Effects of sex hormone-binding globulin (SHBG) on androgen bioactivity in vitro.

Author information

1
Laboratory of Molecular Endocrinology, Department of Cellular and Molecular Medicine, KU Leuven, Herestraat 49 PO Box 901, 3000, Leuven, Belgium; Gerontology and Geriatrics, Department of Clinical and Experimental Medicine, KU Leuven, Herestraat 49 PO Box 7003, 3000, Leuven, Belgium.
2
Laboratory of Molecular Endocrinology, Department of Cellular and Molecular Medicine, KU Leuven, Herestraat 49 PO Box 901, 3000, Leuven, Belgium.
3
Laboratory of Molecular Endocrinology, Department of Cellular and Molecular Medicine, KU Leuven, Herestraat 49 PO Box 901, 3000, Leuven, Belgium; Clinical and Experimental Endocrinology, Department of Clinical and Experimental Medicine, KU Leuven, Herestraat 49 PO Box 902, 3000, Leuven, Belgium.

= = =

§ **Problems and tasks**:
**1)** Translate the title of the SHBG study header, "Effects of sex hormone-binding globulin (SHBG) on androgen bioactivity in vitro.", into Spanish.
**2)** Answer from the SHBG study header:
(a) What is the full name of the protein abbreviated SHBG in the title?
(b) What PO Box number is given for the Laboratory of Molecular Endocrinology?
(c) Which unit is listed with PO Box 902?

§ **Records shown**:

= = =

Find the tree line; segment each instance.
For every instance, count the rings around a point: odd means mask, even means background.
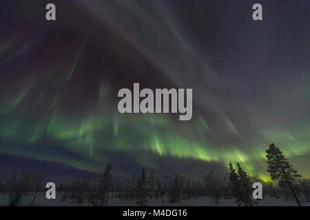
[[[132,174],[126,182],[112,181],[113,166],[108,164],[99,181],[92,182],[87,177],[77,178],[57,187],[61,200],[70,199],[72,204],[87,203],[92,206],[105,206],[110,199],[118,198],[131,201],[137,206],[147,206],[156,198],[161,202],[180,204],[183,200],[200,197],[209,197],[214,205],[221,199],[235,199],[238,206],[255,206],[257,200],[252,197],[252,185],[260,182],[263,185],[263,195],[283,199],[294,199],[298,206],[301,201],[310,201],[309,180],[302,179],[290,164],[282,152],[273,144],[266,151],[267,171],[273,182],[264,182],[257,175],[248,175],[241,164],[236,166],[229,162],[229,175],[220,178],[214,172],[207,173],[201,181],[191,181],[183,176],[174,175],[163,179],[153,170],[145,169],[139,175]],[[29,206],[34,206],[35,200],[45,189],[42,183],[42,175],[24,174],[21,179],[16,178],[6,184],[1,184],[0,191],[8,194],[8,206],[21,204],[22,198],[30,197]],[[275,182],[277,184],[275,184]]]

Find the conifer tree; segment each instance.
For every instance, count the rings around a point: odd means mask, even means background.
[[[251,192],[252,188],[251,187],[251,180],[248,177],[247,173],[244,171],[239,163],[237,163],[238,175],[239,176],[239,183],[240,188],[240,202],[244,203],[247,206],[252,206],[251,199]]]
[[[234,168],[231,162],[229,162],[229,183],[232,188],[232,194],[235,197],[236,203],[238,206],[242,204],[249,206],[252,205],[251,199],[251,182],[247,173],[245,172],[239,163],[237,163],[238,173]]]
[[[291,190],[298,206],[301,206],[293,188],[296,178],[301,176],[293,168],[293,166],[289,164],[279,148],[273,144],[269,145],[269,148],[268,150],[266,150],[266,153],[268,164],[267,171],[270,173],[271,179],[278,180],[280,187],[288,187]]]
[[[103,205],[109,200],[109,190],[112,185],[111,175],[113,166],[110,164],[107,164],[105,166],[105,172],[102,175],[101,179],[99,181],[99,195],[101,204]]]
[[[143,169],[142,170],[141,175],[138,179],[138,186],[137,186],[138,199],[136,204],[140,206],[143,206],[146,205],[146,203],[147,202],[146,199],[147,197],[146,188],[149,182],[147,182],[146,179],[145,170]]]

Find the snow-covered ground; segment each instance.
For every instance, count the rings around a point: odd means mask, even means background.
[[[28,206],[31,197],[24,197],[21,203],[21,206]],[[236,204],[234,199],[220,200],[220,204],[217,206],[235,206]],[[6,206],[8,203],[8,195],[7,194],[0,194],[0,206]],[[302,202],[302,206],[310,206],[310,203]],[[153,198],[147,199],[147,206],[214,206],[214,204],[209,197],[200,197],[198,199],[192,198],[190,199],[181,200],[180,204],[178,203],[171,204],[167,202],[167,198],[164,198],[164,202],[161,201],[160,198]],[[72,201],[68,199],[65,201],[60,199],[48,200],[45,198],[45,194],[40,194],[35,200],[35,206],[88,206],[87,199],[82,204],[73,204]],[[106,206],[135,206],[135,201],[127,201],[122,199],[110,199]],[[260,201],[258,206],[296,206],[296,203],[292,200],[285,201],[285,199],[267,197]]]

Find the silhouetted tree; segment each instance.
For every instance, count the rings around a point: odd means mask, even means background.
[[[143,169],[142,170],[141,175],[138,179],[138,186],[137,186],[137,195],[138,199],[136,204],[140,206],[143,206],[146,205],[147,202],[146,199],[146,188],[149,184],[149,182],[147,182],[146,179],[146,174],[145,170]]]
[[[214,201],[214,204],[218,204],[220,199],[219,188],[220,183],[213,172],[208,173],[203,178],[208,195]]]
[[[229,162],[229,166],[230,170],[229,182],[231,185],[233,196],[236,199],[236,203],[238,206],[241,206],[242,204],[246,206],[251,206],[251,182],[247,173],[242,170],[239,163],[237,163],[238,173],[231,162]]]
[[[268,150],[266,150],[268,168],[271,179],[279,181],[279,186],[284,188],[288,186],[291,190],[297,204],[301,206],[298,197],[295,192],[293,186],[297,177],[301,177],[294,170],[279,148],[273,144],[269,145]]]

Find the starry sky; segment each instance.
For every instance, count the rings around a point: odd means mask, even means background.
[[[48,3],[56,21],[45,19]],[[263,21],[252,19],[255,3]],[[309,7],[1,1],[0,173],[96,174],[110,162],[120,177],[145,168],[200,178],[231,161],[267,180],[274,143],[310,177]],[[119,113],[117,92],[134,82],[192,88],[192,120]]]

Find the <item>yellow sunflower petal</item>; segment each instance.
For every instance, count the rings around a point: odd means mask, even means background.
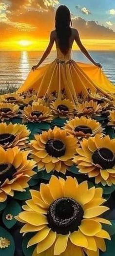
[[[84,250],[87,256],[99,256],[99,252],[98,249],[96,252],[90,250],[86,250],[85,248]]]
[[[45,227],[45,225],[41,225],[41,226],[33,226],[33,225],[29,223],[25,224],[20,231],[20,233],[27,233],[27,232],[36,232],[39,231]]]
[[[93,236],[87,236],[88,240],[88,249],[95,252],[97,250],[96,243]]]
[[[80,231],[75,231],[71,234],[70,239],[72,243],[77,246],[87,248],[88,241],[86,236]]]
[[[40,254],[50,248],[54,243],[56,237],[56,232],[50,231],[47,237],[37,245],[37,253]]]
[[[107,232],[107,231],[103,229],[102,229],[101,231],[98,232],[98,233],[97,233],[96,235],[96,236],[97,236],[97,237],[100,237],[101,238],[106,238],[106,239],[108,239],[108,240],[111,240],[110,235],[108,233],[108,232]]]
[[[43,241],[46,237],[47,237],[50,232],[50,229],[48,227],[45,227],[43,229],[42,229],[38,233],[37,233],[34,236],[31,238],[28,243],[27,247],[32,246],[34,244],[40,243]]]
[[[59,235],[55,245],[54,255],[60,255],[65,251],[69,235],[70,234]]]
[[[45,164],[45,169],[46,171],[49,173],[50,172],[52,171],[53,171],[55,169],[55,164],[52,162],[50,163],[47,163]]]
[[[52,176],[50,179],[49,188],[51,194],[54,199],[56,200],[63,196],[63,193],[62,187],[59,180],[55,176]]]
[[[93,218],[93,219],[96,220],[96,221],[100,222],[101,223],[104,223],[112,225],[111,222],[110,222],[110,221],[108,219],[103,219],[103,218],[99,218],[99,217],[95,217],[95,218]]]
[[[45,184],[41,184],[40,192],[41,197],[48,204],[51,204],[54,201],[54,199],[50,193],[49,188]]]
[[[29,207],[31,208],[32,211],[34,211],[41,214],[47,214],[47,211],[46,210],[43,209],[43,208],[42,209],[39,206],[36,205],[32,199],[26,201],[26,204]]]
[[[92,236],[101,231],[101,225],[93,219],[86,219],[82,220],[79,228],[84,235]]]
[[[78,183],[72,177],[67,177],[63,188],[64,196],[76,199]],[[70,189],[72,188],[72,189]]]
[[[107,180],[110,175],[106,170],[100,170],[100,174],[104,180]]]
[[[106,206],[95,206],[92,208],[86,209],[84,212],[84,218],[93,218],[105,213],[106,211],[109,210]]]
[[[19,214],[19,217],[22,220],[34,226],[48,224],[45,216],[35,212],[22,212]]]
[[[87,191],[81,190],[79,186],[77,189],[76,200],[82,205],[84,205],[88,203],[93,198],[95,194],[95,187],[91,188]]]
[[[95,239],[97,245],[97,247],[100,249],[102,252],[106,252],[106,246],[104,241],[103,238],[99,237],[95,237]]]

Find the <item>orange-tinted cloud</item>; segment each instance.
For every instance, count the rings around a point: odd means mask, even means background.
[[[58,0],[9,0],[7,3],[5,0],[1,0],[1,42],[14,38],[33,40],[49,38],[51,30],[54,29],[55,11],[59,3]],[[84,9],[86,12],[87,10]],[[81,39],[115,39],[115,32],[108,27],[96,21],[86,21],[80,17],[72,16],[73,26],[78,29]]]

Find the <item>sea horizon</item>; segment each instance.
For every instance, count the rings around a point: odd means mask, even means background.
[[[11,86],[16,89],[24,83],[33,65],[37,64],[44,51],[0,50],[0,89]],[[89,50],[96,62],[100,63],[108,79],[115,84],[115,50]],[[56,51],[52,50],[42,65],[53,62]],[[79,50],[72,51],[72,58],[78,62],[91,63]]]

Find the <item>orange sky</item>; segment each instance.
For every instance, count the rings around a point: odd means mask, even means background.
[[[44,50],[54,28],[59,0],[0,0],[0,50]],[[115,50],[115,32],[110,28],[72,15],[73,26],[90,50]],[[55,46],[53,49],[55,49]],[[75,44],[74,50],[77,50]]]

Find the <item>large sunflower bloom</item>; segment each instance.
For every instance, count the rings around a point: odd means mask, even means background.
[[[49,184],[30,192],[32,199],[16,218],[24,223],[20,233],[36,232],[27,245],[37,246],[33,256],[67,256],[68,247],[74,256],[99,256],[99,249],[106,251],[104,238],[111,238],[101,223],[111,223],[99,217],[109,209],[101,205],[106,201],[102,189],[88,189],[86,181],[78,184],[71,177],[65,181],[52,176]]]
[[[79,172],[96,177],[96,184],[115,184],[115,139],[96,134],[84,139],[80,144],[81,149],[77,149],[78,155],[74,159]]]
[[[0,146],[4,149],[18,146],[21,149],[27,147],[30,132],[24,125],[10,123],[0,124]]]
[[[73,118],[76,111],[76,106],[69,99],[57,100],[53,102],[50,106],[55,117]]]
[[[51,122],[53,116],[48,107],[44,106],[39,103],[35,103],[32,106],[25,107],[22,111],[23,122]]]
[[[63,128],[68,134],[77,137],[78,139],[94,136],[96,133],[102,135],[104,130],[98,122],[83,116],[80,118],[75,117],[74,119],[67,121]]]
[[[25,191],[28,181],[35,174],[35,162],[27,160],[29,151],[21,151],[18,147],[6,151],[0,147],[0,202],[7,195],[13,196],[14,191]]]
[[[0,120],[8,120],[17,116],[19,107],[13,103],[0,103]]]
[[[80,115],[89,116],[99,114],[102,111],[102,107],[97,102],[95,102],[91,100],[90,102],[79,104],[77,106],[77,110]]]
[[[110,122],[108,123],[108,126],[112,126],[113,128],[115,128],[115,110],[112,110],[110,112],[110,115],[108,117]]]
[[[56,170],[65,174],[73,165],[72,159],[77,147],[76,138],[67,136],[65,130],[57,127],[53,130],[50,129],[35,135],[35,138],[36,140],[31,141],[30,146],[38,169],[45,169],[47,172]]]
[[[19,93],[13,92],[1,95],[0,102],[3,103],[16,103],[19,104],[23,100],[23,96]]]

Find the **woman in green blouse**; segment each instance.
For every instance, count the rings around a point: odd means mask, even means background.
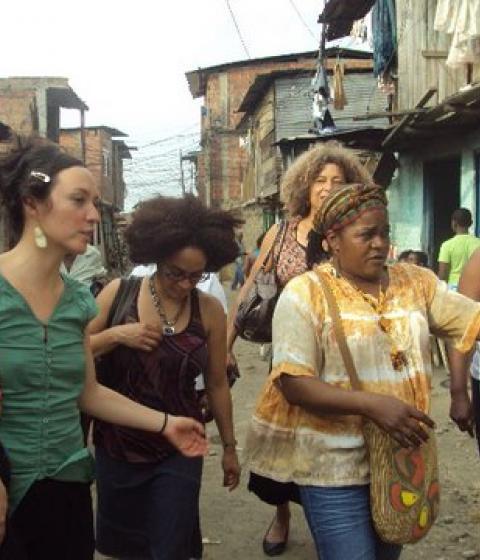
[[[95,378],[86,327],[96,314],[87,288],[59,273],[99,222],[99,192],[83,164],[45,141],[0,162],[0,197],[13,248],[0,255],[0,441],[11,462],[10,526],[18,559],[91,560],[90,482],[79,409],[157,432],[186,456],[203,455],[201,424],[141,406]],[[0,483],[0,525],[7,491]],[[0,527],[0,537],[3,531]]]

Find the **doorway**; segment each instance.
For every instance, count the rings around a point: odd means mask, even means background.
[[[453,235],[451,216],[460,207],[460,175],[460,155],[423,164],[425,246],[435,270],[440,245]]]

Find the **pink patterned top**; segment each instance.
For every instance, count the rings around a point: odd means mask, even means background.
[[[278,256],[277,278],[282,288],[292,278],[308,270],[306,249],[297,241],[297,226],[301,219],[301,216],[296,216],[288,220],[283,244],[280,247],[278,242],[274,249],[275,258]]]

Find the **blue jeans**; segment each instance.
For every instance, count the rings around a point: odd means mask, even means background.
[[[300,486],[300,498],[321,560],[397,560],[401,546],[373,528],[369,486]]]

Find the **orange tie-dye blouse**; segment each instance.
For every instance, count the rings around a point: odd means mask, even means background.
[[[257,474],[301,485],[367,484],[360,417],[308,413],[290,405],[278,387],[287,374],[351,388],[317,272],[336,296],[363,388],[424,412],[430,409],[430,332],[468,351],[480,331],[480,304],[448,291],[432,272],[407,264],[388,267],[389,286],[379,300],[338,277],[330,264],[294,278],[283,290],[273,319],[273,370],[248,431],[247,465]]]

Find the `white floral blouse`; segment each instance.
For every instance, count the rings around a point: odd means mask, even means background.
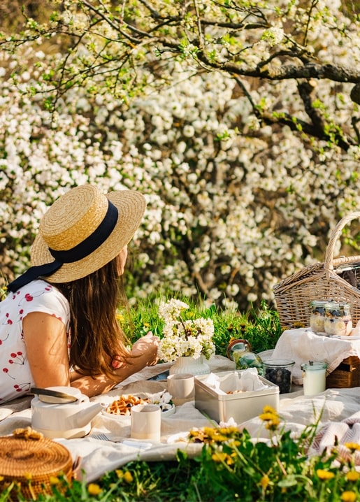
[[[58,289],[36,280],[9,292],[0,302],[0,404],[24,395],[34,385],[22,334],[22,320],[31,312],[57,317],[65,324],[69,340],[70,308]]]

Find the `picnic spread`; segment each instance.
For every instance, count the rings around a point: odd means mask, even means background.
[[[308,331],[304,333],[305,336],[310,336]],[[283,339],[285,341],[287,336],[288,334],[285,334]],[[283,340],[279,340],[274,351],[275,356],[277,350],[282,350],[282,342]],[[268,353],[266,355],[269,357]],[[283,352],[282,356],[284,356]],[[211,375],[234,372],[234,362],[226,357],[213,356],[208,362]],[[161,392],[166,389],[166,380],[147,379],[168,369],[171,366],[171,364],[164,363],[145,368],[111,392],[91,399],[90,403],[109,403],[122,394]],[[336,436],[340,444],[345,440],[359,442],[359,387],[327,389],[315,396],[307,396],[303,395],[302,387],[293,384],[291,392],[280,396],[278,410],[282,420],[284,420],[284,426],[287,430],[301,431],[309,424],[315,423],[321,415],[319,436],[314,443],[317,447],[322,448],[324,445],[333,444]],[[271,394],[273,398],[273,393]],[[0,406],[0,436],[10,435],[15,429],[31,426],[31,399],[34,399],[34,396],[30,395]],[[250,406],[251,403],[247,404],[247,408]],[[131,461],[172,460],[175,459],[179,449],[185,451],[192,457],[199,455],[202,444],[187,442],[189,430],[217,424],[216,421],[197,409],[195,401],[192,400],[176,406],[173,413],[161,417],[161,440],[159,443],[132,440],[130,438],[129,416],[117,419],[104,413],[99,413],[92,420],[91,430],[85,437],[58,438],[54,440],[70,452],[76,466],[78,478],[82,475],[87,482],[91,482],[98,480],[106,472],[120,468]],[[240,428],[246,429],[258,440],[266,440],[268,438],[268,431],[258,415],[238,425]],[[360,464],[360,459],[358,464]]]

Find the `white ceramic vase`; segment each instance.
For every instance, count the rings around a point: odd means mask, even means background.
[[[189,373],[190,375],[207,375],[210,373],[210,366],[206,362],[204,356],[195,359],[190,356],[181,356],[170,367],[171,375],[174,373]]]

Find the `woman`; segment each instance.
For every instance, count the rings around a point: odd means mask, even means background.
[[[46,212],[32,266],[0,303],[0,403],[31,387],[71,385],[91,397],[156,363],[158,338],[148,333],[129,350],[116,320],[145,205],[137,192],[83,185]]]

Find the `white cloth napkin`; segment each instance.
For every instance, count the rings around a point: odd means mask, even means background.
[[[280,337],[271,359],[290,359],[295,361],[292,381],[302,385],[302,363],[309,361],[329,364],[326,374],[337,368],[350,356],[360,357],[360,339],[352,336],[330,338],[312,333],[310,328],[287,329]]]

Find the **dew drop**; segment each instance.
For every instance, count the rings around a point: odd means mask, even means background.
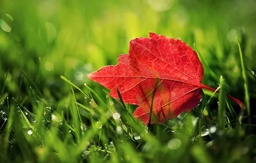
[[[110,105],[112,106],[114,105],[114,102],[113,101],[110,101]]]
[[[31,130],[29,130],[28,131],[27,131],[27,134],[28,135],[31,135],[32,133],[33,133]]]
[[[2,115],[1,115],[1,118],[3,121],[6,121],[7,120],[7,115],[5,113],[5,112],[3,111],[2,112]]]
[[[102,128],[102,124],[101,124],[101,122],[97,122],[96,124],[96,127],[100,129]]]
[[[84,151],[84,154],[85,156],[88,156],[90,154],[90,151]]]
[[[116,127],[116,130],[117,131],[121,131],[122,130],[122,128],[121,126],[118,126]]]
[[[168,147],[171,149],[177,149],[180,147],[181,141],[177,139],[171,139],[168,143]]]
[[[119,113],[115,113],[113,114],[112,116],[113,117],[113,118],[115,119],[119,119],[119,118],[120,118],[120,115]]]
[[[11,21],[13,21],[13,18],[12,16],[7,14],[6,14],[5,15]],[[1,19],[0,19],[0,27],[1,27],[1,28],[2,28],[3,30],[7,32],[11,32],[11,30],[12,30],[12,28],[11,27],[10,27],[9,25],[8,25],[5,21]]]
[[[136,140],[140,140],[140,139],[141,139],[141,138],[140,136],[134,136],[134,139]]]
[[[217,128],[215,126],[212,126],[210,128],[210,132],[212,133],[214,133],[216,130]]]
[[[29,119],[32,122],[36,122],[37,121],[37,119],[33,117],[32,116],[29,115],[28,117],[29,118]]]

= = =

§ **Solutions in order**:
**1)** Efectos de la globulina fijadora de hormonas sexuales (SHBG) sobre la bioactividad de los andrógenos in vitro.

**2)**
(a) Sex hormone-binding globulin
(b) PO Box 901
(c) Clinical and Experimental Endocrinology, Department of Clinical and Experimental Medicine, KU Leuven